#### [Written problem]
Write out the forum thread on drawing advice below word for word, from start to finish.

#### [Selected text]

Okay, now I get what you're meaning. I will try in future pictures to make Blue Rose more in my actual style than in one that resembles the MLP style. Thank you for clearing that up for me.


----------



## Revous (Nov 23, 2016)

I know you said you're still practicing with the tablet, but consider using a program (like SAI) that has a line stability feature.
Practice proportion and how to work with angles. Avoid "stiff" angles like the plague because we rarely see them in real life, go for fluid or dynamic angles. 
Clothing doesn't stand stiff on the body, it drapes and curves, and even the thickest of fabrics still have a certain "weight" and feel. Same for hair and fur.
Try coloring, shading and detailing, they all enrich pics. Even lineless or monochromatic art use the same principles as lined, colored and shaded art.

Study the works of artists you like (best if they're in the same style or "field" as you) and look up to them, read their tutorials, take tips, watch speedpaints, etc. Draing is at least 80% study and practice. But after a while, you'll see you will be improving literally on each and every single pic you draw. Don't let yourself feel discouraged, ever, because we all were beginners once!


----------



## robinbirdie17 (Nov 23, 2016)

Revous said:


> I know you said you're still practicing with the tablet, but consider using a program (like SAI) that has a line stability feature.
> Practice proportion and how to work with angles. Avoid "stiff" angles like the plague because we rarely see them in real life, go for fluid or dynamic angles.
> Clothing doesn't stand stiff on the body, it drapes and curves, and even the thickest of fabrics still have a certain "weight" and feel. Same for hair and fur.

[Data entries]
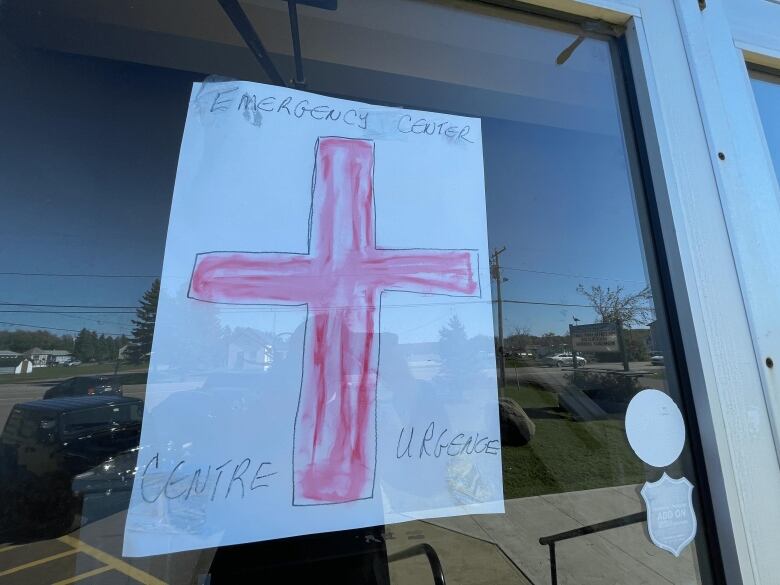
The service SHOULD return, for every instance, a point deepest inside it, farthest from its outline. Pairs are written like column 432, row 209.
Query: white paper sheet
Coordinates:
column 323, row 353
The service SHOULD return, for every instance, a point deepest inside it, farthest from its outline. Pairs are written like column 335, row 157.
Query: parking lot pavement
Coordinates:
column 66, row 560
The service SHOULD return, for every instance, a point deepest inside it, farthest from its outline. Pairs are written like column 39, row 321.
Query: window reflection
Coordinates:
column 766, row 88
column 90, row 183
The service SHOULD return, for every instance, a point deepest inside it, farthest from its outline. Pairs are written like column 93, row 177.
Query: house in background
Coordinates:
column 249, row 349
column 42, row 358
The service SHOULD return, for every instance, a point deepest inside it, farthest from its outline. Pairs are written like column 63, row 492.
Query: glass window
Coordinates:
column 766, row 88
column 93, row 113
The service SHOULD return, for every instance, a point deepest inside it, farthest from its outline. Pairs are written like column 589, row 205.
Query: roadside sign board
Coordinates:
column 599, row 337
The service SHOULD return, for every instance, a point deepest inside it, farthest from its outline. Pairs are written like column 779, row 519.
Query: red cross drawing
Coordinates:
column 340, row 279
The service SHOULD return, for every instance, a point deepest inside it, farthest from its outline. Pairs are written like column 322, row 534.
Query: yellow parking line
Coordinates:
column 86, row 575
column 37, row 562
column 111, row 561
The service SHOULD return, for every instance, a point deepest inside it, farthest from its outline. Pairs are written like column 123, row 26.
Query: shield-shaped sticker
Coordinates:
column 671, row 520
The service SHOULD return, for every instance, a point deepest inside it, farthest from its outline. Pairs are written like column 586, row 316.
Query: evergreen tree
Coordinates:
column 140, row 345
column 85, row 346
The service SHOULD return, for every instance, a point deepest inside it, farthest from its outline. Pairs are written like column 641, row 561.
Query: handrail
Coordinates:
column 582, row 531
column 428, row 551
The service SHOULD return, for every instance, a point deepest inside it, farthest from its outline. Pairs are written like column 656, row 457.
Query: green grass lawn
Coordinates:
column 566, row 455
column 57, row 372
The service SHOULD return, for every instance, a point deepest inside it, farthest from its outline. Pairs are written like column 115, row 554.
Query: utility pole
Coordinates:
column 571, row 339
column 495, row 273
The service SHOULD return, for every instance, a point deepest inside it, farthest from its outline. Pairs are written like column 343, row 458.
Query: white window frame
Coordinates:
column 719, row 207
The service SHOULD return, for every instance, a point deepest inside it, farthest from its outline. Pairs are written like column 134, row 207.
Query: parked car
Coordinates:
column 562, row 359
column 105, row 489
column 69, row 435
column 85, row 386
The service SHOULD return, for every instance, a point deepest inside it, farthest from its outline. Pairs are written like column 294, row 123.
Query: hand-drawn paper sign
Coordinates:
column 340, row 279
column 305, row 230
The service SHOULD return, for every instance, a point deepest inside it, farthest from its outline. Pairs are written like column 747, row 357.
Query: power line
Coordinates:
column 50, row 328
column 68, row 312
column 7, row 304
column 549, row 273
column 78, row 275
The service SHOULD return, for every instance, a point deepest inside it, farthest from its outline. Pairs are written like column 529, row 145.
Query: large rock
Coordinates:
column 517, row 428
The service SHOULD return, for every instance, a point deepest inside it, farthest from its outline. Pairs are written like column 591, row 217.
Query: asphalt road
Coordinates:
column 552, row 379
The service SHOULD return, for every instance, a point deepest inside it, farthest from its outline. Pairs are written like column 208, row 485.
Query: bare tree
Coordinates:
column 615, row 305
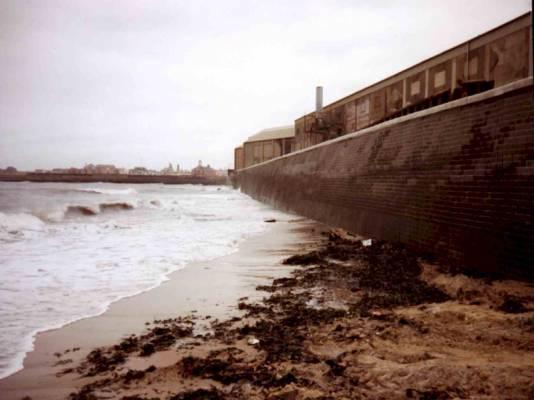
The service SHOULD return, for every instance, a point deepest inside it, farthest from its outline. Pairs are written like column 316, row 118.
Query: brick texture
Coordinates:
column 458, row 183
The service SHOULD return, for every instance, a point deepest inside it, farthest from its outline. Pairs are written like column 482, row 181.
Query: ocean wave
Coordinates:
column 116, row 206
column 108, row 191
column 17, row 226
column 80, row 210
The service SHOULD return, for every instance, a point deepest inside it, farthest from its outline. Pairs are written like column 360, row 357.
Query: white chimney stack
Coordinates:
column 318, row 101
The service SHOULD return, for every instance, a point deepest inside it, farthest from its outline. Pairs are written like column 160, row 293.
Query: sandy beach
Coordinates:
column 211, row 288
column 300, row 312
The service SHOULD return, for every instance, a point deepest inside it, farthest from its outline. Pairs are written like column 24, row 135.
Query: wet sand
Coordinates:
column 211, row 288
column 309, row 314
column 350, row 322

#### [Final result]
Okay, now I get what you're meaning. I will try in future pictures to make Blue Rose more in my actual style than in one that resembles the MLP style. Thank you for clearing that up for me.


----------



## Revous (Nov 23, 2016)

I know you said you're still practicing with the tablet, but consider using a program (like SAI) that has a line stability feature.
Practice proportion and how to work with angles. Avoid "stiff" angles like the plague because we rarely see them in real life, go for fluid or dynamic angles. 
Clothing doesn't stand stiff on the body, it drapes and curves, and even the thickest of fabrics still have a certain "weight" and feel. Same for hair and fur.
Try coloring, shading and detailing, they all enrich pics. Even lineless or monochromatic art use the same principles as lined, colored and shaded art.

Study the works of artists you like (best if they're in the same style or "field" as you) and look up to them, read their tutorials, take tips, watch speedpaints, etc. Draing is at least 80% study and practice. But after a while, you'll see you will be improving literally on each and every single pic you draw. Don't let yourself feel discouraged, ever, because we all were beginners once!


----------



## robinbirdie17 (Nov 23, 2016)

Revous said:


> I know you said you're still practicing with the tablet, but consider using a program (like SAI) that has a line stability feature.
> Practice proportion and how to work with angles. Avoid "stiff" angles like the plague because we rarely see them in real life, go for fluid or dynamic angles.
> Clothing doesn't stand stiff on the body, it drapes and curves, and even the thickest of fabrics still have a certain "weight" and feel. Same for hair and fur.